** Opening Passage block **

The job of a service dog is not an easy one; only about one in every three dogs we start in the program will ultimately end up in a successful partnership with a Veteran as a working service dog.
What are the characteristics of a good service dog?
We ask a service dog to do many things that are diametrically opposed to one another. For example, we ask him to be impeccably friendly with people, yet to ignore people when working and not solicit attention from them in public. We ask him to be sociable with other dogs and animals but not to try to greet them when he encounters them while working. We ask him to wait calmly and quietly with his partner about 90% of the time when working, yet be ready to be active in an instant to assist his partner when needed. We ask him to do a number of things which are decidedly “undoggy,” like not sniffing things and ignoring food on the ground — unless asked to retrieve it. And then, he must deliver it to his partner without eating it!
A service dog needs to be:
- friendly toward all people, regardless of how they look, act, speak, or move
- friendly toward or at least tolerant of other dogs, but not overly interested in other dogs
- not unduly inclined to chase things like squirrels or skateboards
- not sensitive to loud or strange noises
- not sensitive to and preferably welcoming of all types of touch and body handling
- unafraid of new situations and novel objects
- confident near traffic, when walking on different surfaces, and navigating many different types of doorways, stairs, elevators, etc.
- able to travel calmly and quietly in a variety of different types of vehicles
- willing to hold and carry just about anything in his mouth, but also to relinquish it readily
- motivated by a variety of things including food, toys, play, and particularly by attention and affection from his partner since that is frequently the only reward available
- big enough to reach light switches, door handles, and items on a table or counter but not so big that he cannot travel easily or be handled by a person with potentially little or no physical strength
- in excellent physical health.
How many dogs do you know who have all of these qualities? This is why it takes a long time, a lot of training, and a very special dog to begin with to become a Hero Dog.
Why don’t some dogs complete the training program?
The most common reason that dogs are released from the program is physical health. If a dog has a medical condition that requires complex, expensive, or life-long treatment, he will be released from the program. Service dog work is physically demanding. It would be inhumane to ask a dog with a skeletal or structural problem to perform the tasks required of a service dog. Therefore, dogs with conditions such as hip dysplasia are also released, even though the dog may have no symptoms.
The next most common reason dogs do not complete the training is confidence. Service dogs must work in very challenging environments involving close contact with strangers, large crowds, traffic, travel on public transportation, machinery, noises, and all manner of novel objects. Most dogs justifiably find these things frightening, and despite extensive socialization and training, some dogs will simply find it too stressful to deal with these types of environments on a daily basis.

** Closing Passage block **

**Aim of the exercise**
Carry on the passage about service dogs and their training, picking up after its final sentence.

** Opening Recorded information block **

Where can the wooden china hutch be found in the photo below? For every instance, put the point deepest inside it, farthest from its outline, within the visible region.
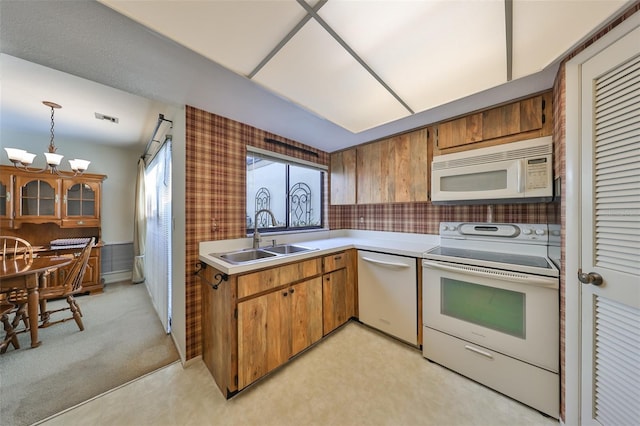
(43, 207)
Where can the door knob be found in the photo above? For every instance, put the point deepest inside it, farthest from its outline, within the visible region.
(589, 277)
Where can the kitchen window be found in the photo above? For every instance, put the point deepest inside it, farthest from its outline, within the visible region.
(291, 189)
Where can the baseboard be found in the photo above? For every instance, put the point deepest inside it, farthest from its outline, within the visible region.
(114, 277)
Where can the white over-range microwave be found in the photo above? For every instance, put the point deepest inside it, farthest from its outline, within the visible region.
(518, 172)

** Closing Recorded information block **

**Answer space**
The third most likely reason for a dog to be released is that he is too active, energetic, or reactive to new things. Despite the fact that a service dog is trained to do many tasks, a good portion of his job involves simply waiting quietly at his partner’s side. Additionally, the dog may be paired with someone who has no ability to physically control the dog in any way, so the dog must be calm and attentive enough to be under verbal or hand signal control only.
What happens to dogs that don’t complete the program?
Our goal is to find the best possible placement for each and every one of our dogs. Just like people, dogs have differing temperaments, energy levels, skills, and abilities. Some dogs will just be better suited to one job than to another.
Dogs may have a relatively minor physical or behavioral issue that precludes them from becoming service dogs. For example, a dog might shy away from boarding a loud bus or be uncertain about grated metal staircases. These behaviors are safety hazards in a service dog, but most dogs need never encounter these situations. Many of these dogs will find important jobs as Facility Dogs, utilizing their extensive socialization and training to perform tasks for a wide variety of people alongside their handlers in a clinical setting.
If a dog lacks the confidence or demeanor to fulfill the public access role of a service dog, we may also try to place him with a veteran, first-responder, or family member of one of those heroes as a Skilled Home Companion. These dogs can perform many of the tasks they were taught to assist with physical or psychological challenges, as well as providing comfort and love to their new families within the home only.
Many of our released dogs who have returned to their puppy raisers or who have been adopted are now volunteering as therapy dogs and are working to bring comfort and companionship to thousands of people throughout the region every month.
We may also look for other placements that suit the dog’s temperament and abilities, such as a detection dog or search and rescue dog.
If a dog is released for a serious medical or behavioral issue, he is offered for adoption as a pet. Usually the puppy raiser has first right of refusal, but this is not guaranteed. Our priority is finding the best possible home for the dog.